Requirements
Write the listing out again, all of it, word for word.
· · · ·
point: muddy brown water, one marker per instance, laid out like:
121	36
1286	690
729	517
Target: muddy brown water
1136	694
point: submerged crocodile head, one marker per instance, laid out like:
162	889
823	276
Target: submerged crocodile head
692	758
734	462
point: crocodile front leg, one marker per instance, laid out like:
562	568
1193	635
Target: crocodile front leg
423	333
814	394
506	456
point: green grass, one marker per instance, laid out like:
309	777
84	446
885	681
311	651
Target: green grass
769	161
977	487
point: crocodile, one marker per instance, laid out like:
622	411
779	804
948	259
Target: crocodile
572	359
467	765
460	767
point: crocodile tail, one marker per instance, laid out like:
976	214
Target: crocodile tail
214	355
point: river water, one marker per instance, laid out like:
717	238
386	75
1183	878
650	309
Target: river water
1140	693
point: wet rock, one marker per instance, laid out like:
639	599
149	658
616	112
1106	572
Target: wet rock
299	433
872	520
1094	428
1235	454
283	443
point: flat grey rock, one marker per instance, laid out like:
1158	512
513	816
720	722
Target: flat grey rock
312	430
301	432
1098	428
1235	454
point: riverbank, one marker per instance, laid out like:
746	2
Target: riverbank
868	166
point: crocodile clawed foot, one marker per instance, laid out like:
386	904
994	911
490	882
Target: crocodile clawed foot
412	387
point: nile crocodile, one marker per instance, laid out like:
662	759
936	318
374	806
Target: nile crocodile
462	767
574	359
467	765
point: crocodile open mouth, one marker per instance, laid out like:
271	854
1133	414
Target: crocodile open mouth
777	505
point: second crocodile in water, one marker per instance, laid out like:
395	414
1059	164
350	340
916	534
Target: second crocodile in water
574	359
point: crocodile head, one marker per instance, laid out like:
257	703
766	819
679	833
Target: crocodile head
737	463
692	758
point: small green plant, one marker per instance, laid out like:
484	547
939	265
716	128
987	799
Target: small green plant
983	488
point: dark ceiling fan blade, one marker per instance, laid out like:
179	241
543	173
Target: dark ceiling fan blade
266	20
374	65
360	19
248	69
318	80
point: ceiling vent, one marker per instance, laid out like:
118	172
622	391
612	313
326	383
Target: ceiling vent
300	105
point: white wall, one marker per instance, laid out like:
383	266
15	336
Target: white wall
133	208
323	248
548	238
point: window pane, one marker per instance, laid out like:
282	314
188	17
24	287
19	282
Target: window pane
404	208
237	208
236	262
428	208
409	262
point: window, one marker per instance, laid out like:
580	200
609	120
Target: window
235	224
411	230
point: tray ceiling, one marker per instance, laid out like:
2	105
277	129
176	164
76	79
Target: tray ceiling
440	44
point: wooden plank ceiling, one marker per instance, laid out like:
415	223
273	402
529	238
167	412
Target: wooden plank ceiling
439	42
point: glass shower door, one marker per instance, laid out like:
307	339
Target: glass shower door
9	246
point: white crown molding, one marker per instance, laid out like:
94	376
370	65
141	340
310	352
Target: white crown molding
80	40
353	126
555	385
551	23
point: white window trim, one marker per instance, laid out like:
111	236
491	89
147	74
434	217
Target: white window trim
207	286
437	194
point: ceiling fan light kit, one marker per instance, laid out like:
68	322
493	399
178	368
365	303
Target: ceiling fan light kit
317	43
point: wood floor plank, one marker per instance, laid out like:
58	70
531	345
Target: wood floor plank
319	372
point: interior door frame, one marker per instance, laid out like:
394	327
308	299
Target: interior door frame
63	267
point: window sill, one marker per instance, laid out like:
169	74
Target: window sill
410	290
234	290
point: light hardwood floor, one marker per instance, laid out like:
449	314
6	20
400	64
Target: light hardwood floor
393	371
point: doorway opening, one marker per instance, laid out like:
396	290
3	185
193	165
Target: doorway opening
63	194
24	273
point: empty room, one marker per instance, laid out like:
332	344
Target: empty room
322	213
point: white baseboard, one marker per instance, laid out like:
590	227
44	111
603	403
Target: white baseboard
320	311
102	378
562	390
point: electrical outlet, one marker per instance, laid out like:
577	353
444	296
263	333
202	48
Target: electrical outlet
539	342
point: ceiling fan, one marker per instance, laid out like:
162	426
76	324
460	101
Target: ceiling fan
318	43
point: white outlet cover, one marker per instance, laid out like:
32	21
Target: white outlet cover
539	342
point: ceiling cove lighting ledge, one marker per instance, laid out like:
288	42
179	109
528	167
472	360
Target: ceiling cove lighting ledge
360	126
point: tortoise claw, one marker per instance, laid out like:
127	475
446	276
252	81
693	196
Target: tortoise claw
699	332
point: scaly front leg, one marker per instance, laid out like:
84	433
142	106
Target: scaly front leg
· · · ·
The solution
point: muddy brown water, one marker per instance, laid out like:
121	36
1286	690
729	517
Target: muddy brown water
1136	694
point: submerged crocodile head, one marker per instance, laid out like:
162	889
823	276
Target: submerged crocodile head
692	758
734	462
point: crocodile front leg, one marker per instance, laid out like:
562	568
1193	635
Target: crocodile front leg
423	333
814	394
506	456
point: green grass, one marker per instance, laid out like:
309	777
84	446
885	681
311	651
Target: green grass
769	161
977	487
point: crocodile, one marker per instance, laid out like:
622	411
779	804
948	259
Target: crocodile
572	359
467	765
460	767
point: crocodile tail, one marker per instance, laid out like:
976	214
Target: crocodile tail
214	355
point: river water, one marker per instance, laid out like:
717	238
386	75
1183	878
650	309
Target: river water
1140	693
point: wet rock, one marker per instance, laid out like:
639	599
149	658
616	112
1106	572
Target: wet rock
299	433
872	520
1094	428
1235	454
283	443
point: flat grey rock, one marker per instance, laid out like:
1158	512
513	816
720	722
Target: flat grey rock
312	430
301	432
1098	428
1235	454
point: riverbank, one marker per instance, laid out like:
746	2
Target: riverbank
868	166
point: crocodile clawed foot, one marker per instance, laid out like:
386	904
994	911
490	882
Target: crocodile clawed foot
412	387
point: nile crocodile, one marker per instance, laid out like:
662	759
936	318
374	806
Target: nile crocodile
462	767
574	359
467	765
point: crocodile open mouth, one marker per instance, laid out like:
271	854
1133	414
Target: crocodile open mouth
777	505
point: second crocodile in water, one marker per instance, laid out like:
395	414
1059	164
350	340
916	534
Target: second crocodile in water
574	359
point: crocodile head, one marker per instance, laid out like:
257	703
766	819
679	833
Target: crocodile head
737	463
692	758
point: small green plant, one marker per instance, laid out like:
484	547
939	265
716	128
987	799
Target: small green plant
983	488
point: dark ceiling fan blade, one marker per instance, laid out like:
179	241
543	173
Target: dark ceiling fan blade
266	20
374	65
360	19
248	69
318	80
point: ceiling vent, one marker per instance, laid out like:
118	172
622	391
612	313
326	383
Target: ceiling vent
300	105
point: white wall, one marker per instance, laid out like:
383	266
15	336
Target: white wall
133	208
323	248
548	238
point: window pane, one marker per instance, laid out like:
282	314
188	17
24	287
19	282
Target: window pane
404	208
237	208
236	262
428	208
409	262
point: window, one marker per instance, laid out like:
580	200
609	120
Target: window
235	224
411	230
point: tray ceiling, one marker per instance, laid out like:
2	105
277	129
176	164
76	79
Target: tray ceiling
440	44
point: wooden plank ceiling, one marker per instance, laid out like:
415	223
273	402
529	238
167	412
Target: wooden plank ceiling
439	42
point: glass shower door, one marker per instance, laid out like:
307	339
Target: glass shower door
9	246
point: white crown molding, one marker per instance, laid out like:
94	376
370	65
141	340
310	352
Target: white crown molding
80	40
353	126
555	385
551	23
point: white window trim, one marker per instance, laid out like:
111	236
491	89
147	74
434	217
Target: white window trim
207	286
437	194
point: ceiling fan light kit, one marker per instance, laid out like:
68	322
493	399
178	368
365	303
Target: ceiling fan light kit
317	43
point: wood floor plank, one marker per instance, laid out like:
58	70
531	345
Target: wood floor plank
319	372
point: interior door frame, one marker per instance, laid out like:
394	327
308	299
Target: interior door frame
63	267
point: window sill, one marker per instance, laid out like:
169	74
Target: window sill
410	290
234	290
point: light hardwood floor, one marker per instance, laid out like:
449	314
6	20
400	64
Target: light hardwood floor
393	371
point: doorway opening, one marker per instance, laid out like:
396	290
3	185
193	165
Target: doorway opening
63	194
24	273
point: empty room, one marker per instance, laid out like:
332	344
Target: empty room
322	213
point: white baseboard, one marker per instance, laid out like:
590	227
44	111
603	403
Target: white baseboard
320	311
102	378
562	390
point: electrical outlet, one marker per instance, laid out like:
577	353
444	296
263	333
202	48
Target: electrical outlet
539	342
point: ceiling fan, one marker per instance, laid out like:
162	426
76	324
460	101
Target: ceiling fan
318	43
point: white outlet cover, one marker per instance, laid out like:
32	21
Target: white outlet cover
539	342
point: ceiling cove lighting ledge, one marker per instance, laid out like:
288	42
179	109
528	167
472	360
Target: ceiling cove lighting ledge
360	126
point: tortoise claw, one marker per instance, laid out like:
127	475
446	276
252	81
693	196
Target: tortoise claw
699	332
point: scaly front leg, one marker per instance, laid out like:
84	433
142	106
Target: scaly front leg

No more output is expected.